__What you should do__. Beginning at the line containing "of the pool" and continuing to the end of the records below, give each line again exactly as it stands, and only those lines.

--------------------------------

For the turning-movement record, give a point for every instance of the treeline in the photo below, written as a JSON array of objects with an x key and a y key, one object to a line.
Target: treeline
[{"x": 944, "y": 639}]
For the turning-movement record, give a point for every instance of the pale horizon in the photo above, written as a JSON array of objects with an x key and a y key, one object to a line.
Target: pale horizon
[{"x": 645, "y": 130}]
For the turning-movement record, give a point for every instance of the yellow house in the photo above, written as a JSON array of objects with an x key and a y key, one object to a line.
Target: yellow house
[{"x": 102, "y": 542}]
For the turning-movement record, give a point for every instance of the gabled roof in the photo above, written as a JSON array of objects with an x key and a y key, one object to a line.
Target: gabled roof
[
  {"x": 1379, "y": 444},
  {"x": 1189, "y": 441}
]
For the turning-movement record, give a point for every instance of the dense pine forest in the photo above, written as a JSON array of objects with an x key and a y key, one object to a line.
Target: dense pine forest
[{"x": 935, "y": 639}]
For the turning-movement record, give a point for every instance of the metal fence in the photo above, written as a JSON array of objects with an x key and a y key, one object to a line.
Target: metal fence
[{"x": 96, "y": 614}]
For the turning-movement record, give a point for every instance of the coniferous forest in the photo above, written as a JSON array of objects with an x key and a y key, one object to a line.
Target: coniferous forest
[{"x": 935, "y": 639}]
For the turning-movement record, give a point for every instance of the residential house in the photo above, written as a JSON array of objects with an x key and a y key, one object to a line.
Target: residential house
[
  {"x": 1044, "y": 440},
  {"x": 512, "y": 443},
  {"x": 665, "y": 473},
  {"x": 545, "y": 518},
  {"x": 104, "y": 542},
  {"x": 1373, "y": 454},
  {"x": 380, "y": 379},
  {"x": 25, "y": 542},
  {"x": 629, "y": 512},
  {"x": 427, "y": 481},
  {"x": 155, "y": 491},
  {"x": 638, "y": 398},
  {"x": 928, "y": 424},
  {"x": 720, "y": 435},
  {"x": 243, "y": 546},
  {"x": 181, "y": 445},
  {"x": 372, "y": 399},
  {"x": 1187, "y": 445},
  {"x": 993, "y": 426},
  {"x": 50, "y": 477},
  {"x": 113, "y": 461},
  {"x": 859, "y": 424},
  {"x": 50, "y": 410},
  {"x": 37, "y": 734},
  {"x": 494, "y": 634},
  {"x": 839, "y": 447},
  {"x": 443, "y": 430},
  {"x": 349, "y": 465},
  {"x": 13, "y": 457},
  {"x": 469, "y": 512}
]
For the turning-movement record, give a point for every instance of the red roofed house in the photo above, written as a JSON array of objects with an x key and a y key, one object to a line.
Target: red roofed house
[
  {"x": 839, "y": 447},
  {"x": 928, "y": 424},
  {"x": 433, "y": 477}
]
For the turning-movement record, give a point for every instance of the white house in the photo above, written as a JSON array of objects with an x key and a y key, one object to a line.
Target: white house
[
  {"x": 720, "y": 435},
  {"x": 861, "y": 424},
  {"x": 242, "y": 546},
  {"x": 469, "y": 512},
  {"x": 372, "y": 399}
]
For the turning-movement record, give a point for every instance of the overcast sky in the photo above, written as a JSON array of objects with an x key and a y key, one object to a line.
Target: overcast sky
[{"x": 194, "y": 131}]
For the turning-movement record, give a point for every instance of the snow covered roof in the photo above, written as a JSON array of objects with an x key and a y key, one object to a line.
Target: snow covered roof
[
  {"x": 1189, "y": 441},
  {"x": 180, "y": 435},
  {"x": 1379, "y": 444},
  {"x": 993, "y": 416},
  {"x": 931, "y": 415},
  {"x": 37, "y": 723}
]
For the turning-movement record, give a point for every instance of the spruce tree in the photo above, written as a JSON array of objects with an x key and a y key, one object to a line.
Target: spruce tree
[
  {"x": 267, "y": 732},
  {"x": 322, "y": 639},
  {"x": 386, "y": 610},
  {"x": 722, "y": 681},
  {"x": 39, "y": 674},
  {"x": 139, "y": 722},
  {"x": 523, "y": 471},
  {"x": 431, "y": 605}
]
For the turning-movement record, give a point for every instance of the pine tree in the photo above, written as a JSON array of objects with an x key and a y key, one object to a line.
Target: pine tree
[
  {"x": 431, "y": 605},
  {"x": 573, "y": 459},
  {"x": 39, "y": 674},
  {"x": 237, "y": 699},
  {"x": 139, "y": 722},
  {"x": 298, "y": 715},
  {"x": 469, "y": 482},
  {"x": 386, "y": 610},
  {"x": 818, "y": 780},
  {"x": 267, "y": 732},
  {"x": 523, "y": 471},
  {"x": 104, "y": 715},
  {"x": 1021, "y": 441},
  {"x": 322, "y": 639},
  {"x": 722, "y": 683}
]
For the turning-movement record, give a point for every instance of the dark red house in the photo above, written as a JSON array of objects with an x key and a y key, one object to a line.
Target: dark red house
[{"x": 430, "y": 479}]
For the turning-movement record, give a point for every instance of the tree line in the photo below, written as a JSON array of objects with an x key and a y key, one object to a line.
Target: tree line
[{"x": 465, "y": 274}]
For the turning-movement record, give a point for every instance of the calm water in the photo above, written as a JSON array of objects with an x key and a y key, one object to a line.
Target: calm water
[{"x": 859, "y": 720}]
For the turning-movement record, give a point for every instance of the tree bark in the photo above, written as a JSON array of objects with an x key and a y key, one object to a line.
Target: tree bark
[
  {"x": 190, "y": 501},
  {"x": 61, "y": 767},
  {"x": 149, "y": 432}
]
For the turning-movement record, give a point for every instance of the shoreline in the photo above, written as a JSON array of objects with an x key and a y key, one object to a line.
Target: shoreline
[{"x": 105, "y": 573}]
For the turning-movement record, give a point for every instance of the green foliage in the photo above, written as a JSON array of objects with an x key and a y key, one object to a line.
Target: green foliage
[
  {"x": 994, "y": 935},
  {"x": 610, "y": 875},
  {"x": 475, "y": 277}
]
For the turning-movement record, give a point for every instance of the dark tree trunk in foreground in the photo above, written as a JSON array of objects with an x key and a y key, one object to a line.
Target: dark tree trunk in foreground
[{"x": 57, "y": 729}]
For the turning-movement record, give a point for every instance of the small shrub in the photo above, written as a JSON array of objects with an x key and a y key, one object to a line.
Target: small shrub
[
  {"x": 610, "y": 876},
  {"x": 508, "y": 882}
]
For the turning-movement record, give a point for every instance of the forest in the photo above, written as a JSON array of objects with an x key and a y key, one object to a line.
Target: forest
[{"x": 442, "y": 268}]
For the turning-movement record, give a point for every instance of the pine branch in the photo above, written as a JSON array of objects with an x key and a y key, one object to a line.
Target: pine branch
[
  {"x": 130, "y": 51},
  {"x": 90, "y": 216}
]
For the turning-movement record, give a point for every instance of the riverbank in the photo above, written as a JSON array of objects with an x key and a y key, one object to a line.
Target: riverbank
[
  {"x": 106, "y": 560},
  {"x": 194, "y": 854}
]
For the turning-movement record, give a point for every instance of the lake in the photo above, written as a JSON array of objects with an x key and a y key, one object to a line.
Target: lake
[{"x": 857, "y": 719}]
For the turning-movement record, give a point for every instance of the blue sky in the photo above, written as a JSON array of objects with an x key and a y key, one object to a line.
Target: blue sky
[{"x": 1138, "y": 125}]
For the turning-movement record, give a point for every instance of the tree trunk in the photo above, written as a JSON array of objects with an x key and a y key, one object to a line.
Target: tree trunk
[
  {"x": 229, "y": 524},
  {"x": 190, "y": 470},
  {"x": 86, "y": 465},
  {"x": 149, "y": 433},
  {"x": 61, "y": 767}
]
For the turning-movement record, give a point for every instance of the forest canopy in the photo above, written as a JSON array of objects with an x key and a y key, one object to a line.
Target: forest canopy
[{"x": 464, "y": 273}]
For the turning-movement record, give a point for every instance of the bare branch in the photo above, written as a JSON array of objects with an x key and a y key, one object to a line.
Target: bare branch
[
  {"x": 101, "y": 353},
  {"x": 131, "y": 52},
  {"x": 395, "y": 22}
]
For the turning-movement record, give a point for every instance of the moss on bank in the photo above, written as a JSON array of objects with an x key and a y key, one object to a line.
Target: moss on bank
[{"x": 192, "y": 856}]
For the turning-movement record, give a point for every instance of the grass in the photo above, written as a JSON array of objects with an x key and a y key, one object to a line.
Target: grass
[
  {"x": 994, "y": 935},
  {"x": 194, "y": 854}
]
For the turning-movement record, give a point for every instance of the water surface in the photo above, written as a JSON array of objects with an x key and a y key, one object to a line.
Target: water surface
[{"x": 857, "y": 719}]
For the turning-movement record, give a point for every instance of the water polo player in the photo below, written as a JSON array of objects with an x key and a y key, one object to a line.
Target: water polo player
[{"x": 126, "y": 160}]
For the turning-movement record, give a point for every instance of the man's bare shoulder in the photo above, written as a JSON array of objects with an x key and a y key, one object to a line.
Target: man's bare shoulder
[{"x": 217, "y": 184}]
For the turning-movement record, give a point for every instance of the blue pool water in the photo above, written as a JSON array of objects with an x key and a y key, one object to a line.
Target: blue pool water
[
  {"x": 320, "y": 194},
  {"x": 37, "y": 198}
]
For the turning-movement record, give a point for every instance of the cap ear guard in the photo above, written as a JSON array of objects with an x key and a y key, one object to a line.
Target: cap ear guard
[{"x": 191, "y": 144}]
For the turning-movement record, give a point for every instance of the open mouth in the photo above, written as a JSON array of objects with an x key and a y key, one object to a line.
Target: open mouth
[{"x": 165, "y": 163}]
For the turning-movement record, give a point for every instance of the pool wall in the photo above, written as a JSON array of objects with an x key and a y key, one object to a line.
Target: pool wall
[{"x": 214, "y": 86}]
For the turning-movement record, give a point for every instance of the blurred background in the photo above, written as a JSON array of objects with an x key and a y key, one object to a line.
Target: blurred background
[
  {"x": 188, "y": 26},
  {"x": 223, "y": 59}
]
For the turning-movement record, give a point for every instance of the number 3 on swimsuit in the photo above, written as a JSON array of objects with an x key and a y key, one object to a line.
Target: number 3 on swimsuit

--------------------------------

__Written answer__.
For the turning-movement record, give a point for every instance of the pool wall in the photo above, written as a JSON array of objects with an x key and a y key, one object to a line.
Target: pool wall
[{"x": 214, "y": 86}]
For the turning-movement record, give a point for every instance of the blurred background in the photo above, written as a JSON array of objects with an x key and a y key, one object to a line.
Target: blurred background
[
  {"x": 188, "y": 26},
  {"x": 223, "y": 59}
]
For the turning-movement record, give a point for every instance of the number 3 on swimsuit in the photo above, written as a JSON array of objects with an x key and a y key, one object to a line.
Target: number 3 on swimsuit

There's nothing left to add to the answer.